## [Material supplied]
--------------------------------------------------

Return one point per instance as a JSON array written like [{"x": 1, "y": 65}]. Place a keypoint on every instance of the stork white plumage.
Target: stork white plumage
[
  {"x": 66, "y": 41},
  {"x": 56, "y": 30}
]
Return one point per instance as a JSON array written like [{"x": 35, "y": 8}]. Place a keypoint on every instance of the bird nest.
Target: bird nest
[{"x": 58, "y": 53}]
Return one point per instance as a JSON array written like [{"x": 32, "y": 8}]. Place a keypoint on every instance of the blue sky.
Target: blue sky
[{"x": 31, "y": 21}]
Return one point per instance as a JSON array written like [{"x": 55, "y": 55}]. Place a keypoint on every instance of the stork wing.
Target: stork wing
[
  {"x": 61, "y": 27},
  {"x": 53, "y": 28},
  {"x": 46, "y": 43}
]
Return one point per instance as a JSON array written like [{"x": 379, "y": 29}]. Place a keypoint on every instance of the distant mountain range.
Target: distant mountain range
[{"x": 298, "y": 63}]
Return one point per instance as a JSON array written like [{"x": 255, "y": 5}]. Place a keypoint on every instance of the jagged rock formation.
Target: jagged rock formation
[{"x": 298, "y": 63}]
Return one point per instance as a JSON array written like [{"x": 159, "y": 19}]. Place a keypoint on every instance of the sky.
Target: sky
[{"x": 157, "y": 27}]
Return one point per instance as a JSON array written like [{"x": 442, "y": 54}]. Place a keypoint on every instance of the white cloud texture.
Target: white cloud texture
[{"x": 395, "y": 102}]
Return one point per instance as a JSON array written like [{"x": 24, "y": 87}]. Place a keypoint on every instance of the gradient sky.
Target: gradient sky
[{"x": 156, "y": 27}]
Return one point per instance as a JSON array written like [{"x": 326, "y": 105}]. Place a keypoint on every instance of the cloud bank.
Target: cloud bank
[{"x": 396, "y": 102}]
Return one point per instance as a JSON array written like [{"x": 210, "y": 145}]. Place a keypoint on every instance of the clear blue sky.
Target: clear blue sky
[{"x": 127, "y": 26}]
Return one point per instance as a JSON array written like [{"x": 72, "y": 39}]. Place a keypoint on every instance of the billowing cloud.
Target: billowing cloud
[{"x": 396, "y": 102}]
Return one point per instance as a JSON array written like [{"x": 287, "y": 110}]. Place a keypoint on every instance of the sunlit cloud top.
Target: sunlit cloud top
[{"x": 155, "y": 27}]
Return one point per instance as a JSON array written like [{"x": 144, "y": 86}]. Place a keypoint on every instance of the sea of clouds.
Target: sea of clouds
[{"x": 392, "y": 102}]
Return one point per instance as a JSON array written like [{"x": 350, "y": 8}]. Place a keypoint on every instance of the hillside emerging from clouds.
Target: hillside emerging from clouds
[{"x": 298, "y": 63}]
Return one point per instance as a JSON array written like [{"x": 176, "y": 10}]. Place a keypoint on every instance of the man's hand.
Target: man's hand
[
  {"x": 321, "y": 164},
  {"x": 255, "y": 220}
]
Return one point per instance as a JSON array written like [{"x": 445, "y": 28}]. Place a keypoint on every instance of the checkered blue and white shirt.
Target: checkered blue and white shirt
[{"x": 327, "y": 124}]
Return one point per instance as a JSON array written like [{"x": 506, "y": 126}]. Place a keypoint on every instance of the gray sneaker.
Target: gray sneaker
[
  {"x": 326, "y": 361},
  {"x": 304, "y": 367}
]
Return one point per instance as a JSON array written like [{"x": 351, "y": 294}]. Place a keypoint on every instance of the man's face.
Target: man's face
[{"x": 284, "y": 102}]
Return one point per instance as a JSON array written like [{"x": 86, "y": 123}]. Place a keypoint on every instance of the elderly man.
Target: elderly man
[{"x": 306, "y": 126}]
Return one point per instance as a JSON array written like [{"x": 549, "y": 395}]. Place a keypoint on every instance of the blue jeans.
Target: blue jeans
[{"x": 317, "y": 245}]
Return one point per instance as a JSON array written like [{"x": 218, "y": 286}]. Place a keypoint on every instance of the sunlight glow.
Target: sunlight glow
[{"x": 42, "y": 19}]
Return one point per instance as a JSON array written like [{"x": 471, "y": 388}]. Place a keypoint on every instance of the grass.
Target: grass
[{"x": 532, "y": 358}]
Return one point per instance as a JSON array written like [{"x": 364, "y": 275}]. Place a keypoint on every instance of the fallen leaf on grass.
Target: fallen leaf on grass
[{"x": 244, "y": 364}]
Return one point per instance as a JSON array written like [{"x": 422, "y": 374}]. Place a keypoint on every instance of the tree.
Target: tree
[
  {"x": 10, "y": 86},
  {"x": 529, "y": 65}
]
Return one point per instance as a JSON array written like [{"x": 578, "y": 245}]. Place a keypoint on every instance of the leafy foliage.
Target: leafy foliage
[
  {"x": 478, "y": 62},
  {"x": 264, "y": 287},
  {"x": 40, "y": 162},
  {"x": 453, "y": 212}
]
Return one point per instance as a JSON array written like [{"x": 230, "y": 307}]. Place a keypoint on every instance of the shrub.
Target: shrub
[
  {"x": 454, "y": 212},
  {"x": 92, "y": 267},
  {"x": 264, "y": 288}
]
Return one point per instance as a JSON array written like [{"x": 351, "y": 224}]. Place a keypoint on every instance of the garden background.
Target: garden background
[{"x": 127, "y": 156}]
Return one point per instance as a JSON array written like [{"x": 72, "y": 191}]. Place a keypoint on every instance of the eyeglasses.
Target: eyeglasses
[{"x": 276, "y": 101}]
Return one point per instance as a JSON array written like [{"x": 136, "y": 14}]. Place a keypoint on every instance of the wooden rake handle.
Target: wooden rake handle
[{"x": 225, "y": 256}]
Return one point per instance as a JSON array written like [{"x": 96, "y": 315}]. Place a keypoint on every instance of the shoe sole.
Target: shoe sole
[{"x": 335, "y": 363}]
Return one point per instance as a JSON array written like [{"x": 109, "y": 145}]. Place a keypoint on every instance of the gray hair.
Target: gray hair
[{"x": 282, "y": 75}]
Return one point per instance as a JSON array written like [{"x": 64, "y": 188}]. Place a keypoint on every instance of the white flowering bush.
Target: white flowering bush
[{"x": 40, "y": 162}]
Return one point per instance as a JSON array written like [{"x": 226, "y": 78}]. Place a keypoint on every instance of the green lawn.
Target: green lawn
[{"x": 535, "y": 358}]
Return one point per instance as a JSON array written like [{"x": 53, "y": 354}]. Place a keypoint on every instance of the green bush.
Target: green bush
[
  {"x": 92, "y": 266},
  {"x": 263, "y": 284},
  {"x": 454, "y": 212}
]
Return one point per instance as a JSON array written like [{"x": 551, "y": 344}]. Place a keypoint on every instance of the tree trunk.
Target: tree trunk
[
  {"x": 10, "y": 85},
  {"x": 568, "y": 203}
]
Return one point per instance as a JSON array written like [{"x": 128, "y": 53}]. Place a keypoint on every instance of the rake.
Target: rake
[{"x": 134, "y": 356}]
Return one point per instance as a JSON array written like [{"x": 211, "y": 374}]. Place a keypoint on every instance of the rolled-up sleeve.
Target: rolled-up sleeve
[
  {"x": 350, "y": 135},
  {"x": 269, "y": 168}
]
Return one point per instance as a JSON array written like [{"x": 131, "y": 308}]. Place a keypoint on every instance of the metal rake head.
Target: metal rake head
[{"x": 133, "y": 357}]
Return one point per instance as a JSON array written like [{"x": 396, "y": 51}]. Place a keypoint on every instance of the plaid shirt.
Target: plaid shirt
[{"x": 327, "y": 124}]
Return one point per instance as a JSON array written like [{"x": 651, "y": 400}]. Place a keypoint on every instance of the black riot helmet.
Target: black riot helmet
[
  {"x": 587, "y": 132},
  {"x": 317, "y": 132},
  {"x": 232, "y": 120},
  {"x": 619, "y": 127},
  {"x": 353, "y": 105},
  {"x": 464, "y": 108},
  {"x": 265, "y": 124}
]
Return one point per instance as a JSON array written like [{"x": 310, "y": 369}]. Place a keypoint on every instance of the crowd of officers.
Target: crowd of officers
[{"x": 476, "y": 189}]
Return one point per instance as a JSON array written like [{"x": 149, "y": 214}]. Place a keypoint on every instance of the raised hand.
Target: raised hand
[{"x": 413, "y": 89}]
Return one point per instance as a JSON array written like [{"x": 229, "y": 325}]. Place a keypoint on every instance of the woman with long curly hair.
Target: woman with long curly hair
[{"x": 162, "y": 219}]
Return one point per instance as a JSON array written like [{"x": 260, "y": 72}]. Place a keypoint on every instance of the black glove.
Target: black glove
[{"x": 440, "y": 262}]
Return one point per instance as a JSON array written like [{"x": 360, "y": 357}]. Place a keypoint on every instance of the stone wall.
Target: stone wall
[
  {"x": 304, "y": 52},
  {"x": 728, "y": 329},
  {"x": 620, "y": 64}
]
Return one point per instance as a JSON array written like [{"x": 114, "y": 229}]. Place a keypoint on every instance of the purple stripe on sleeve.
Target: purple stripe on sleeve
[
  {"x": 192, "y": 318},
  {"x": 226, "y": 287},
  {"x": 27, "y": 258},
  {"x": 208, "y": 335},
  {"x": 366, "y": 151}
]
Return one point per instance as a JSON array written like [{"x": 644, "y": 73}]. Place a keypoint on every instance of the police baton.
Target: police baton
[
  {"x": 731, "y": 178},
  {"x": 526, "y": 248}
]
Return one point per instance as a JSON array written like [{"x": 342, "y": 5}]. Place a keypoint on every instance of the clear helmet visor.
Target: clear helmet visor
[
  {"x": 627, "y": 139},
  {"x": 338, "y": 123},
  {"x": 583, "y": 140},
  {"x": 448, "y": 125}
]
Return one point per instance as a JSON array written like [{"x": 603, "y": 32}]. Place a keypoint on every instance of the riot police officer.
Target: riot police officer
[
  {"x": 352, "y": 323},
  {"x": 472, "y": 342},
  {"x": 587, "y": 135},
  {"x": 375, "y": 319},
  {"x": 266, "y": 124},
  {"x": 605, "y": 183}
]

--------------------------------------------------

## [Goal of the exercise]
Reproduce the stretch of the listing from the line containing "riot police officer." through the end of the listing, putting "marker" wherever "keypoint" appears and changing nothing else.

## [Output below]
Return one point per instance as a JSON array written like [{"x": 603, "y": 32}]. Place a marker on every instance of the riot police officer.
Target: riot police officer
[
  {"x": 352, "y": 323},
  {"x": 472, "y": 342},
  {"x": 587, "y": 135},
  {"x": 375, "y": 319},
  {"x": 266, "y": 124},
  {"x": 605, "y": 183}
]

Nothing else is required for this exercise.